*Entries*:
◆ ◆ ◆ ◆ ◆

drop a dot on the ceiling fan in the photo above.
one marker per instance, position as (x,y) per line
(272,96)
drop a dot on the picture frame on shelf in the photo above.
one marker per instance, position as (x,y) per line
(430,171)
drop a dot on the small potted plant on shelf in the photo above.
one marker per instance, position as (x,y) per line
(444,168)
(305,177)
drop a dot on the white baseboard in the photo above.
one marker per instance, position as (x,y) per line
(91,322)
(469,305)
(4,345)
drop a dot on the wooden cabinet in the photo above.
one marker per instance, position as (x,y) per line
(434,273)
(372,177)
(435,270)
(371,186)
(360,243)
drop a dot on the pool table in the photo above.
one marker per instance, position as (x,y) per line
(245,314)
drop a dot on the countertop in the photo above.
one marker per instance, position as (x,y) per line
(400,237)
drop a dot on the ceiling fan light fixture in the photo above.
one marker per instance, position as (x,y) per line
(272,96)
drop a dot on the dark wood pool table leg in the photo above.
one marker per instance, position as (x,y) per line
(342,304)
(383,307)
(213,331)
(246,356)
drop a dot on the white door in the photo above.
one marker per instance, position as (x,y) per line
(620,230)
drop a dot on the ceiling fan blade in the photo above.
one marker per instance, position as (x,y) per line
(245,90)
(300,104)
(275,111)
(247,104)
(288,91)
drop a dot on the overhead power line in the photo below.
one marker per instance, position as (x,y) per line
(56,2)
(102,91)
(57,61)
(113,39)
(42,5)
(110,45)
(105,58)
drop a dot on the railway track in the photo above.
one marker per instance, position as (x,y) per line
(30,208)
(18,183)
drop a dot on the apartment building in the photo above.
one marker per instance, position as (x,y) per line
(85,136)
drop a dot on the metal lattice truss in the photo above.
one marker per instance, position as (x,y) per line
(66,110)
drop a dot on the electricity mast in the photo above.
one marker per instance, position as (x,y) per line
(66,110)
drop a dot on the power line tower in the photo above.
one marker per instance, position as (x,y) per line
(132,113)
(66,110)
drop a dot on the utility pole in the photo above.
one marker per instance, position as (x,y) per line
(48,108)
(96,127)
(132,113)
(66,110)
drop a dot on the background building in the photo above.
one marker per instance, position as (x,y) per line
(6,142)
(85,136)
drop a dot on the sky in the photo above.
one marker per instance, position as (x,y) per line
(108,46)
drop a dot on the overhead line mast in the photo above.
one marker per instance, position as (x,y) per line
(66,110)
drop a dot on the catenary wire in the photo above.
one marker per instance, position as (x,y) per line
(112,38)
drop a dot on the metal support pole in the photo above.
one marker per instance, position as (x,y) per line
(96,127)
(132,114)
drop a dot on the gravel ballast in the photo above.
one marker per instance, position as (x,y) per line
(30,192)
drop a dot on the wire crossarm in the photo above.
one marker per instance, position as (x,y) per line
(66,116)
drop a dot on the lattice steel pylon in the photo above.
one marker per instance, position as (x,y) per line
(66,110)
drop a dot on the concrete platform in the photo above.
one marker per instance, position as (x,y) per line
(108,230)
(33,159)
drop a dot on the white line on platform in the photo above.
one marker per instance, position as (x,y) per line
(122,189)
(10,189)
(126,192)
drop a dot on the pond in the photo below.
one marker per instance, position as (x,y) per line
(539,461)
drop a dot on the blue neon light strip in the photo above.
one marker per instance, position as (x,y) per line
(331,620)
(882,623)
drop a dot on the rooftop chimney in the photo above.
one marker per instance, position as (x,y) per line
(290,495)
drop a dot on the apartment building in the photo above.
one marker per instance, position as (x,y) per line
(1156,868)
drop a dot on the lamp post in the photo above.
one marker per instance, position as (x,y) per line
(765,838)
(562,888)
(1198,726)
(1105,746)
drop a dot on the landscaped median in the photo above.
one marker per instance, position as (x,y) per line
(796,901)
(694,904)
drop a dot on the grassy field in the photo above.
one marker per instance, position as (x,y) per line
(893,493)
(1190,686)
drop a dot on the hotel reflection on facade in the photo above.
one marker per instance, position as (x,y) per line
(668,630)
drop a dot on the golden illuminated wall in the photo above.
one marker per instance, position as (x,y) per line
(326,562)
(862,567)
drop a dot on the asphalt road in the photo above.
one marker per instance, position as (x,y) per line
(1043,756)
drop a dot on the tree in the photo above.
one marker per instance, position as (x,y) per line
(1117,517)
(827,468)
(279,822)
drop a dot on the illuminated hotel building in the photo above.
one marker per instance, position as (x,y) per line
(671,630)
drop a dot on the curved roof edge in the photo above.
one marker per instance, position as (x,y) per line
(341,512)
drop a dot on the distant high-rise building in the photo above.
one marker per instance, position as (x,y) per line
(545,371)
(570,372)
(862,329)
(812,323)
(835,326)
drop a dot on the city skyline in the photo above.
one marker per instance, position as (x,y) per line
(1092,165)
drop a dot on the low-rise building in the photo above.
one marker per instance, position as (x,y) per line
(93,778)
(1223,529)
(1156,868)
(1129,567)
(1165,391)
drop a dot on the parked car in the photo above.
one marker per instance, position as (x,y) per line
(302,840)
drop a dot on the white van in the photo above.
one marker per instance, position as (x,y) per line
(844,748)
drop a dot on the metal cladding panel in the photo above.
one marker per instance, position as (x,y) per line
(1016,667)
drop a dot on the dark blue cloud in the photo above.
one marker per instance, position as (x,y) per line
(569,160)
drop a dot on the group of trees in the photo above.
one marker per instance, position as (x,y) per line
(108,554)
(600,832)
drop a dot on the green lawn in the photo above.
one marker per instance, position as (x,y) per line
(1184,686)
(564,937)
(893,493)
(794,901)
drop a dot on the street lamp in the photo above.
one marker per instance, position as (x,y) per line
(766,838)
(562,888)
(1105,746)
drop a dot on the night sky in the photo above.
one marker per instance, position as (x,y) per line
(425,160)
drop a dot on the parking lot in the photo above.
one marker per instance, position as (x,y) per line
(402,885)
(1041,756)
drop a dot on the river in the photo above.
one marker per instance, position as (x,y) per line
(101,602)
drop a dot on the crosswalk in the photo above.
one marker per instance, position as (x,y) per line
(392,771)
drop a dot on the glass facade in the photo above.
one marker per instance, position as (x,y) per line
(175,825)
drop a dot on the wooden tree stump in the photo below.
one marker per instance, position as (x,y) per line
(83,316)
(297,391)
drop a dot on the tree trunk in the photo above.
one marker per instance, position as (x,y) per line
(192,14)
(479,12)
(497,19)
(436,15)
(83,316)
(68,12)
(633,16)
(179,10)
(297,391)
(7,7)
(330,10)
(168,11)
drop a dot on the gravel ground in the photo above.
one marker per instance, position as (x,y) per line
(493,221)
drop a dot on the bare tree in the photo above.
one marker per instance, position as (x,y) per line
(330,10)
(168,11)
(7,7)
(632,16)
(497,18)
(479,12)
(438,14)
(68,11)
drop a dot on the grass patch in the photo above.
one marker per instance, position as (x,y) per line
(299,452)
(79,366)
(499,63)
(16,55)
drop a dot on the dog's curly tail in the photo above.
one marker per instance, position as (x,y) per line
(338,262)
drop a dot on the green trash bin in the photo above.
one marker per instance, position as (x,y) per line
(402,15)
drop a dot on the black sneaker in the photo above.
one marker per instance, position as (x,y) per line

◆ ◆ ◆ ◆ ◆

*What you will do*: Set down the listing in full, keeping every word exactly as it is.

*Full solution*:
drop a dot on the ceiling fan in the photo above.
one marker per instance, position as (x,y) per line
(272,96)
drop a dot on the picture frame on shelf in the photo above.
one marker per instance, position as (x,y) per line
(430,171)
drop a dot on the small potted plant on shelf in the photo above.
one marker per instance, position as (x,y) per line
(444,168)
(305,177)
drop a dot on the white baseboard in the photo above.
one marker per instance, position as (x,y) per line
(91,322)
(469,305)
(4,345)
drop a dot on the wooden cabinet in the photo above.
one marker per instance, position as (x,y) per line
(434,273)
(372,177)
(435,270)
(371,186)
(360,243)
drop a dot on the pool table in the photo above.
one marker per instance, position as (x,y) per line
(245,314)
drop a dot on the countertop in the photo above.
one marker per instance, position as (x,y) per line
(400,237)
drop a dot on the ceiling fan light fixture in the photo above.
one marker per instance, position as (x,y) per line
(272,96)
drop a dot on the dark wood pool table leg in the photo above.
one marker per instance, position as (x,y) per line
(342,304)
(383,307)
(213,331)
(246,356)
drop a dot on the white door in the photo above.
one marker per instance, position as (x,y) per line
(620,230)
drop a dot on the ceiling fan blade in the photo above.
one marker per instance, position as (x,y) per line
(245,90)
(300,104)
(275,111)
(247,104)
(288,91)
drop a dot on the overhead power line in the photo below.
one marker per instance, position as (x,y) per line
(56,2)
(102,91)
(57,61)
(113,39)
(42,5)
(110,45)
(105,58)
drop a dot on the railway track in the photo above.
one marker per instance, position as (x,y) per line
(30,208)
(18,183)
drop a dot on the apartment building in the photo above.
one marker per instance, position as (x,y) per line
(85,136)
drop a dot on the metal lattice truss in the photo above.
one marker per instance, position as (x,y) per line
(66,110)
drop a dot on the electricity mast in the photo above.
one marker per instance, position as (x,y) per line
(66,110)
drop a dot on the power line tower in the photo above.
one marker per instance, position as (x,y) per line
(132,113)
(66,110)
drop a dot on the utility pole in the photo above.
one marker per instance, position as (x,y) per line
(48,108)
(96,127)
(132,113)
(66,110)
drop a dot on the background building in the photo above.
one marker per instance, position as (x,y) per line
(6,142)
(85,136)
drop a dot on the sky in the photo above.
one marker per instance, position as (x,y) per line
(108,46)
drop a dot on the overhead line mast in the photo above.
one marker per instance, position as (x,y) per line
(66,110)
drop a dot on the catenary wire in the photo above.
one marker per instance, position as (x,y) per line
(112,38)
drop a dot on the metal support pole in the photo above.
one marker per instance, position as (x,y) per line
(96,127)
(132,114)
drop a dot on the gravel ballast in the photo above.
one marker per instance, position as (x,y) per line
(30,192)
drop a dot on the wire crossarm in the photo above.
one marker per instance, position as (x,y) per line
(66,116)
drop a dot on the lattice steel pylon in the photo above.
one marker per instance, position as (x,y) per line
(66,110)
drop a dot on the concrete platform in the photo above.
one marker per instance, position as (x,y) per line
(108,230)
(33,159)
drop a dot on the white line on platform in the photo above.
one marker per instance, position as (x,y) per line
(122,189)
(10,189)
(126,192)
drop a dot on the pond in the photo below.
one marker per instance, position as (x,y) per line
(539,461)
drop a dot on the blue neon light strip in the photo above.
one marker per instance, position as (x,y) per line
(331,620)
(882,623)
drop a dot on the rooftop chimney in the photo above.
one marker per instance, position as (x,y) per line
(290,495)
drop a dot on the apartment building in the photo above.
one marker per instance, position as (x,y) per line
(1156,868)
drop a dot on the lamp post in the photo above.
one marker per instance, position as (x,y) per line
(765,838)
(562,888)
(1198,726)
(1105,746)
drop a dot on the landscaped median in the photo above.
one marker per instance, position as (x,y) per line
(796,901)
(694,904)
drop a dot on the grassy field in the photo above.
one marker per instance, position as (x,y) per line
(893,493)
(1190,686)
drop a dot on the hotel reflection on facade in the photo above.
one marker per instance, position as (x,y) per line
(668,630)
drop a dot on the golden illuminated wall in the photo above.
one marker per instance, position as (x,y) per line
(326,562)
(862,567)
drop a dot on the asphalt road in the photo above.
one marker per instance, position as (x,y) per line
(1043,756)
drop a dot on the tree in the photo above.
one marker per instance, position as (x,y) per line
(1117,517)
(827,468)
(279,822)
drop a dot on the illuminated hotel building in the photo above.
one marker per instance, position as (x,y) per line
(671,630)
drop a dot on the curved roof edge in the photo above.
one marker per instance, position as (x,y) per line
(341,512)
drop a dot on the distant high-rise building in the photo above.
one marker per instance, position as (x,y) per line
(545,371)
(570,372)
(862,329)
(812,323)
(835,326)
drop a dot on the city skyline in the photo above.
one marker per instance, position as (x,y) per line
(1092,165)
drop a dot on the low-rise building in the photo above.
one marker per instance, position as (x,y) per line
(93,778)
(1223,529)
(1156,868)
(1129,567)
(1165,391)
drop a dot on the parked car in the photo above.
one marker per instance, position as (x,y) per line
(302,840)
drop a dot on the white van in the photo above.
one marker per instance, position as (x,y) per line
(844,748)
drop a dot on the metal cladding panel in the photo above.
one marker per instance, position as (x,y) per line
(1016,667)
drop a dot on the dark blue cloud in the photo above.
one marker per instance, position as (x,y) per line
(569,160)
drop a dot on the group of trees in the photo above.
one marker per instance, position as (x,y) per line
(108,554)
(600,832)
drop a dot on the green lawn in the photo above.
one marker per instance, position as (x,y) per line
(1184,686)
(564,937)
(893,493)
(794,901)
drop a dot on the street lamp in the photo above.
one marker per instance, position as (x,y) per line
(766,838)
(562,888)
(1105,746)
drop a dot on the night sky in the photo above.
one marker per instance, position as (x,y) per line
(425,160)
drop a dot on the parking lot in the photo above.
one marker per instance, position as (x,y) per line
(402,885)
(1041,756)
drop a dot on the river in the photo above.
one marker per instance, position as (x,y) per line
(101,602)
drop a dot on the crosswalk in the photo above.
one marker per instance, position as (x,y) per line
(392,771)
drop a dot on the glass facade in the photo above.
one marker per instance, position as (x,y) per line
(175,825)
drop a dot on the wooden tree stump in the photo below.
one marker per instance, position as (x,y) per line
(83,316)
(297,391)
drop a dot on the tree trunk in the photo above.
one marker per instance, position as (x,y) per line
(192,14)
(479,12)
(497,19)
(436,15)
(83,316)
(68,12)
(633,16)
(179,10)
(297,391)
(7,7)
(330,10)
(168,11)
drop a dot on the gravel ground in the photo above.
one marker per instance, position as (x,y) per line
(493,221)
drop a dot on the bare tree in the photo above.
one marker per instance, position as (x,y) per line
(330,10)
(168,11)
(7,7)
(632,16)
(497,18)
(479,12)
(438,14)
(68,11)
drop a dot on the grass patch in the photo above.
one marker per instance, position as (x,y) per line
(299,452)
(79,366)
(499,63)
(16,55)
drop a dot on the dog's curly tail in the photo above.
one marker per instance, position as (x,y) per line
(338,262)
drop a dot on the green trash bin in the photo above.
one marker per instance, position as (x,y) per line
(402,15)
drop a dot on the black sneaker in the photo above.
one marker per instance, position as (x,y) per line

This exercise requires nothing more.